((

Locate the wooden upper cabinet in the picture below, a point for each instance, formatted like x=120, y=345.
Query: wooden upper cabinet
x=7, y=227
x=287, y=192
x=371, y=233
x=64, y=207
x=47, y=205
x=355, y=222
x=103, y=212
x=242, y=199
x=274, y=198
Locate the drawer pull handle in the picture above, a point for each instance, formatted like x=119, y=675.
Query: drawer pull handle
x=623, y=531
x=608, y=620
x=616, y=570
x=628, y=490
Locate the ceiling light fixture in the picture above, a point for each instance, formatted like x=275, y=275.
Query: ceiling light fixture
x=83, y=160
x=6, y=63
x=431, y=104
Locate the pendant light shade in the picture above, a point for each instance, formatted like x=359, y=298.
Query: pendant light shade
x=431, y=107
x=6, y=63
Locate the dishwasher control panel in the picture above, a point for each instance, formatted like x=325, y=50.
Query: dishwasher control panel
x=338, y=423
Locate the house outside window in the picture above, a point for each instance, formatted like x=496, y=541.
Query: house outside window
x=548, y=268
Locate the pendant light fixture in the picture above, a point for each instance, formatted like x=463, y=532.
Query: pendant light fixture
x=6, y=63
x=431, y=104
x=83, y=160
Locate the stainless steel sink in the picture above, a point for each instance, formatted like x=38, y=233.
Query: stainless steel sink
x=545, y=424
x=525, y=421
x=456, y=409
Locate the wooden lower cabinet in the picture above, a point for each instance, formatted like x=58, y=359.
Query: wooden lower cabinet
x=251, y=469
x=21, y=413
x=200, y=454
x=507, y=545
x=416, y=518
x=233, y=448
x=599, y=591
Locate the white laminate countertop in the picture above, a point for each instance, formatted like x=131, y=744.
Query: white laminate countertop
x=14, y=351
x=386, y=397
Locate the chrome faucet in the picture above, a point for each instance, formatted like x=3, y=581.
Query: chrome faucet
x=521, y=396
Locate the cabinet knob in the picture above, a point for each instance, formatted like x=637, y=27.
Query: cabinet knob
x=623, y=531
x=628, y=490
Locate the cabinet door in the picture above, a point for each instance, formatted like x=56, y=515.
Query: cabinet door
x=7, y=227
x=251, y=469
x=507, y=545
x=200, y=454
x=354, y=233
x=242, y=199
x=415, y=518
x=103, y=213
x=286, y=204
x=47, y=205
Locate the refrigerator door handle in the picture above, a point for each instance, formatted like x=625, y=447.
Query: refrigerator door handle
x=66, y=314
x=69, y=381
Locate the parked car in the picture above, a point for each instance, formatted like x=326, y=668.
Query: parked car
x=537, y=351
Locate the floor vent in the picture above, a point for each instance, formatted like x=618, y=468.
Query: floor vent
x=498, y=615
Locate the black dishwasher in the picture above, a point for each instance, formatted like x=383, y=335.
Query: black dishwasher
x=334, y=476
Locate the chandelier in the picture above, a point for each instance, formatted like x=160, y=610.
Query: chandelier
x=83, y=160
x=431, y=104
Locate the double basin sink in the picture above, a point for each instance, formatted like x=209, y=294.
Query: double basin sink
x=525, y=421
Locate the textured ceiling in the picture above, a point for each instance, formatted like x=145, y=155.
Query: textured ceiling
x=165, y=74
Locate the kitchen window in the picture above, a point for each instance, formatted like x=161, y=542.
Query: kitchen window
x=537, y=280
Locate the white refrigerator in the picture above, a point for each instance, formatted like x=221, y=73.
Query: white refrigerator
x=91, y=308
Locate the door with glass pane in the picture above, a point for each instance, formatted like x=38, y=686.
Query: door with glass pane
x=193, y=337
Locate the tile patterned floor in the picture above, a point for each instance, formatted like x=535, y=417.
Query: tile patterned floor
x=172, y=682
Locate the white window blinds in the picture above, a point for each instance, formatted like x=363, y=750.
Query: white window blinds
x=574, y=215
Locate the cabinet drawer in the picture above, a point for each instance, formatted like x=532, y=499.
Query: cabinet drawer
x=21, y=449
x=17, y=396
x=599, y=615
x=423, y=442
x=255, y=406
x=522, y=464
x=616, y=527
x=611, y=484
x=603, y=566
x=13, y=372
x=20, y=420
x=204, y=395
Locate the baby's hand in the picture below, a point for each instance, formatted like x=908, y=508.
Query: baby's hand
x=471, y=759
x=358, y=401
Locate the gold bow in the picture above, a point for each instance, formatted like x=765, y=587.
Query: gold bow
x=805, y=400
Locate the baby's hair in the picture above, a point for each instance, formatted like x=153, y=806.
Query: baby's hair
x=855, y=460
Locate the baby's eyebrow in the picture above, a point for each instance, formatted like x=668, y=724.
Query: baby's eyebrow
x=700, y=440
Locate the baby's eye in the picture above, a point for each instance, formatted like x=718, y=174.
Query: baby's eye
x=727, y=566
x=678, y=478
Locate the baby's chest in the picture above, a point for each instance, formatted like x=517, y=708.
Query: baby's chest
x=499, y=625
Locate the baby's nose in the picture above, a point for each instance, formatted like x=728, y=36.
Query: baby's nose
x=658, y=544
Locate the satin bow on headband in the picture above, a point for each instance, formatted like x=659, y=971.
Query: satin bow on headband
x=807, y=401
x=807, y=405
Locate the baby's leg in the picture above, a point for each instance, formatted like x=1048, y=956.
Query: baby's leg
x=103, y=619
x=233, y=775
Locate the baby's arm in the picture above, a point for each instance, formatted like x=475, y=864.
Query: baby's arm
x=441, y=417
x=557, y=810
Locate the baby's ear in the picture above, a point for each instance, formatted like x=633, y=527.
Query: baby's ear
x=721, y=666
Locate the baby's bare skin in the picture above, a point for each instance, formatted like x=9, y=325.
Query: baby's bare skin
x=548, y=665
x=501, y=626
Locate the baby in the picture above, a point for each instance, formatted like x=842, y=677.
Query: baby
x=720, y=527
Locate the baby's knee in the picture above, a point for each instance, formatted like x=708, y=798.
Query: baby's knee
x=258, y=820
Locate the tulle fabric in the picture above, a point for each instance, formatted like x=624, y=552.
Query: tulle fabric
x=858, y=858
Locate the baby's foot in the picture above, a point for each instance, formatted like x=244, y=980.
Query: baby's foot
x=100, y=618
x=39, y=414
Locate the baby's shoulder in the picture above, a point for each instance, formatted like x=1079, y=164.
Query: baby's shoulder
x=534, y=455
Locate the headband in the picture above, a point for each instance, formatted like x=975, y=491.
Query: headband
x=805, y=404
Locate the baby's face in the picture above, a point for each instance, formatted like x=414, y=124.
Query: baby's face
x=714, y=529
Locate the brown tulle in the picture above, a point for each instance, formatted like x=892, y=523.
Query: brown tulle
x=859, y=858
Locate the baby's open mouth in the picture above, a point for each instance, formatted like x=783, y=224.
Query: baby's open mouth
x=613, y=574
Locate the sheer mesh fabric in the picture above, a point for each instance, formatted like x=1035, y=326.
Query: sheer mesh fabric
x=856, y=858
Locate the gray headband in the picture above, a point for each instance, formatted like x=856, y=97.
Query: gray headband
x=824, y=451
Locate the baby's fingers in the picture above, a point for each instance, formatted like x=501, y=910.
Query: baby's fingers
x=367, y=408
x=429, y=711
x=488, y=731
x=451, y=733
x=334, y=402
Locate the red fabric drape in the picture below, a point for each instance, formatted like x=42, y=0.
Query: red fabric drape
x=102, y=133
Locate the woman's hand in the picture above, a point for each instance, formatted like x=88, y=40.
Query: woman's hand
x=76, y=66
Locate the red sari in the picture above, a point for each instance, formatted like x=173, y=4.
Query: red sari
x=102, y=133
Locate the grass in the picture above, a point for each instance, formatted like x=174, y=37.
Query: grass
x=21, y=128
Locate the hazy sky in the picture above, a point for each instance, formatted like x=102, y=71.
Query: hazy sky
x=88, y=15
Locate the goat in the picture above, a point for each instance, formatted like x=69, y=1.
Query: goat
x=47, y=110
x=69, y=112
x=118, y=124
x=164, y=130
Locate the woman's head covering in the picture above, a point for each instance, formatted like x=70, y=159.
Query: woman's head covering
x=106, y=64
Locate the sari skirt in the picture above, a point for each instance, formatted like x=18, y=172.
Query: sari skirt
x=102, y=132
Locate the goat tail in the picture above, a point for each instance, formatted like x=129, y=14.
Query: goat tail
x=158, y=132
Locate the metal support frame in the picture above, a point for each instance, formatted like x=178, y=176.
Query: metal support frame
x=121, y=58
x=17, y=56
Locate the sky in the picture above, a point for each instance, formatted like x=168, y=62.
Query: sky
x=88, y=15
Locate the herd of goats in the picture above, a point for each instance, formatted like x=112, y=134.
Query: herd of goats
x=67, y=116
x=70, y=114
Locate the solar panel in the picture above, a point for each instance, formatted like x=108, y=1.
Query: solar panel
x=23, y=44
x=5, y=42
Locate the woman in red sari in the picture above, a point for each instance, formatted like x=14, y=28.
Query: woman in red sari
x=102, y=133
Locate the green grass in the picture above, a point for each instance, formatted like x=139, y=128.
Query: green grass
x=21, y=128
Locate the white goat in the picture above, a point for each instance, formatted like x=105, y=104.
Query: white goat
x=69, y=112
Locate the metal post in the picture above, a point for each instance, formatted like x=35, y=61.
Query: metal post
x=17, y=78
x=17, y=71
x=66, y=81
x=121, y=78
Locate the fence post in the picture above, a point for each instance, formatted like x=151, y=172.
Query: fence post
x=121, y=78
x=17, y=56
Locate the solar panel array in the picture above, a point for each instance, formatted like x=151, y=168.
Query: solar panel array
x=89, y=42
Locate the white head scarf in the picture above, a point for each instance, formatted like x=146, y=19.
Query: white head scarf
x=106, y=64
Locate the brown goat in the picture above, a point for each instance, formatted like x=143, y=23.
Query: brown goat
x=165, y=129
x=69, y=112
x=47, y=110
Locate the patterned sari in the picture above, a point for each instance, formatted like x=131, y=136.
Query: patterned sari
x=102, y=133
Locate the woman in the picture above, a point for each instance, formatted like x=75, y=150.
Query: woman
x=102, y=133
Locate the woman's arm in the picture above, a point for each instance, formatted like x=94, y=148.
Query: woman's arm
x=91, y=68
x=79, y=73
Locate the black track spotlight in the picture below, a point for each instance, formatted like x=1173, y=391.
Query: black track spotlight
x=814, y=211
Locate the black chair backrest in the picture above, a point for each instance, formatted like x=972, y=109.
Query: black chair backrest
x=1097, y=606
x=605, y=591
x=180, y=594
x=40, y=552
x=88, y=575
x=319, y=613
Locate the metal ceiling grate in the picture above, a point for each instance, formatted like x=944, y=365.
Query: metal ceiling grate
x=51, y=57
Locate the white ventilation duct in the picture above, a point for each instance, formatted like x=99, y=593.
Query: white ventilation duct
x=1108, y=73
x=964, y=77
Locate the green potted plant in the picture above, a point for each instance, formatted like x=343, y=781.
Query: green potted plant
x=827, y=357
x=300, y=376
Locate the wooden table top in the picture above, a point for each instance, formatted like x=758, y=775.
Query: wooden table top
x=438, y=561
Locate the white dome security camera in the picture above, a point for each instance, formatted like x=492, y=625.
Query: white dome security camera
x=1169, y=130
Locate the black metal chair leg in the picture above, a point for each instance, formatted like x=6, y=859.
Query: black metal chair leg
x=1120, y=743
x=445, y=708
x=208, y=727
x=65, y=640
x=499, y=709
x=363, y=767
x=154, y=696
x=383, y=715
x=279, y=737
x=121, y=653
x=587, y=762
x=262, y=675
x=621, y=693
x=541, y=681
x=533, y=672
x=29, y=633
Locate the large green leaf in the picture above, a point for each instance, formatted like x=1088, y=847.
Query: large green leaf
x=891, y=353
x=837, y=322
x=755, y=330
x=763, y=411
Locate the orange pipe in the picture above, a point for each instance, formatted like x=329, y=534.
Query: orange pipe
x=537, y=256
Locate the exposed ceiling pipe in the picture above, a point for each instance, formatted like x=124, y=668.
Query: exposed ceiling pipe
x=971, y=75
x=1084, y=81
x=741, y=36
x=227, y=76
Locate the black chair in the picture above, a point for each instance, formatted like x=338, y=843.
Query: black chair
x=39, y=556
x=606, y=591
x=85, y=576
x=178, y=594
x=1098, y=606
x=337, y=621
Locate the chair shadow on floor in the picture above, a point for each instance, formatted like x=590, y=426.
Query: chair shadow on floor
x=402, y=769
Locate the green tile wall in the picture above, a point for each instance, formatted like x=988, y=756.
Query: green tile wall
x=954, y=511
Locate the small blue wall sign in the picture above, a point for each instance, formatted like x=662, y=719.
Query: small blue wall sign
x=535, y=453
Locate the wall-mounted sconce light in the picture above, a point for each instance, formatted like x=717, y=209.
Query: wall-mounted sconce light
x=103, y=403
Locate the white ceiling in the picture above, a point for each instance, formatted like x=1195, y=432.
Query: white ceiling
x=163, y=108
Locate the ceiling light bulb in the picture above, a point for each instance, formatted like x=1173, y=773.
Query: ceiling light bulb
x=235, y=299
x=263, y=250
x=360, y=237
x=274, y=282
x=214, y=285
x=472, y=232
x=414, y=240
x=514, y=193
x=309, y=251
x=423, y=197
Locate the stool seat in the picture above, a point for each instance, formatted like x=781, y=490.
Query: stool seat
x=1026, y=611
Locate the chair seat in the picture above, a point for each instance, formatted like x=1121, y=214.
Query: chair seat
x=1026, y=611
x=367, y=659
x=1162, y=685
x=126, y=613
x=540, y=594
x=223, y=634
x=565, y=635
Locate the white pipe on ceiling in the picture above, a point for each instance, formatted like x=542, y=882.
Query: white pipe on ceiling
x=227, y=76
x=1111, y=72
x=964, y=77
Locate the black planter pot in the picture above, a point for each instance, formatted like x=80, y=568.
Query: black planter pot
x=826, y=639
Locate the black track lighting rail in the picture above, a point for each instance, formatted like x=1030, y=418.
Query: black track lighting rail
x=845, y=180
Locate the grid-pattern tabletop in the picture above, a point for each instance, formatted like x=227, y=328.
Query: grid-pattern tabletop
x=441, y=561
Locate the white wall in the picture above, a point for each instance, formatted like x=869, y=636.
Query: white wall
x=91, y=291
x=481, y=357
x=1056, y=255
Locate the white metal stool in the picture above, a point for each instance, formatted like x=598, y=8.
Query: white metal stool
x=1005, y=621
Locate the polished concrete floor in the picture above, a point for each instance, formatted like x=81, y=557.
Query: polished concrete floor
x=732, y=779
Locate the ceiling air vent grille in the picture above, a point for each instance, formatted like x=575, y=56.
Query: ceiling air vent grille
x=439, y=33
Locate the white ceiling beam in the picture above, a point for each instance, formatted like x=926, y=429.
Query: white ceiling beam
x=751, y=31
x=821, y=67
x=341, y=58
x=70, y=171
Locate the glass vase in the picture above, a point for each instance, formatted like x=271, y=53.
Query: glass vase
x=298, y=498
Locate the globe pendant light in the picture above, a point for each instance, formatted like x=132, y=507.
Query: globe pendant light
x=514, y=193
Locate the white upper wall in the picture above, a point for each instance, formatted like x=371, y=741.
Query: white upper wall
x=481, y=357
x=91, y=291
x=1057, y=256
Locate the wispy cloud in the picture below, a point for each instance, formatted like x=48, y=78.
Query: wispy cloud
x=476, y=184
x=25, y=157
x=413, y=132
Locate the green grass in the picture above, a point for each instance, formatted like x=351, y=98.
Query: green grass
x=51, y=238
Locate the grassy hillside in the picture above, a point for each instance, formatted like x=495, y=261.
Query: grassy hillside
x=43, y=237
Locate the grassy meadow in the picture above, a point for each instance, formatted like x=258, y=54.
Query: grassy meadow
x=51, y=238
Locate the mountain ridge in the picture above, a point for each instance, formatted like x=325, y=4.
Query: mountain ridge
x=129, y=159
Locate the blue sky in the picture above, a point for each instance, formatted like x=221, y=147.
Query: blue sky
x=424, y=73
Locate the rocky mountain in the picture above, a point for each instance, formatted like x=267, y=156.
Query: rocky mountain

))

> _SET PROBLEM_: Reproduce word for word everything in the rows above from the line containing "Locate the door" down to the line containing "x=574, y=215", including both of those lines.

> _RESPONSE TO THE TASK_:
Locate the door with glass pane in the picture above, a point for each instance, formatted like x=38, y=686.
Query: door with glass pane
x=193, y=337
Locate the tile patterned floor in the picture above, a point for each instance, formatted like x=535, y=417.
Query: tile patterned floor
x=172, y=682
Locate the white window blinds in the picture above, a point for each instance, formatted like x=363, y=750.
Query: white window blinds
x=574, y=215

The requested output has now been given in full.